(What is expected)
Substitute "asphalt road" for every occurrence of "paved road" in the rows below, and reproduce them with no other change.

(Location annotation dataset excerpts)
══════

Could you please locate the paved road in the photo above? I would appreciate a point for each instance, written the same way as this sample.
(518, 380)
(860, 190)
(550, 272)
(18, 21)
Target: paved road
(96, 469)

══════

(Correct output)
Could you please locate the asphalt road in the photo above? I would appreciate a point for each instance, written the same way as this sample.
(518, 380)
(860, 190)
(550, 272)
(18, 21)
Target: asphalt road
(96, 469)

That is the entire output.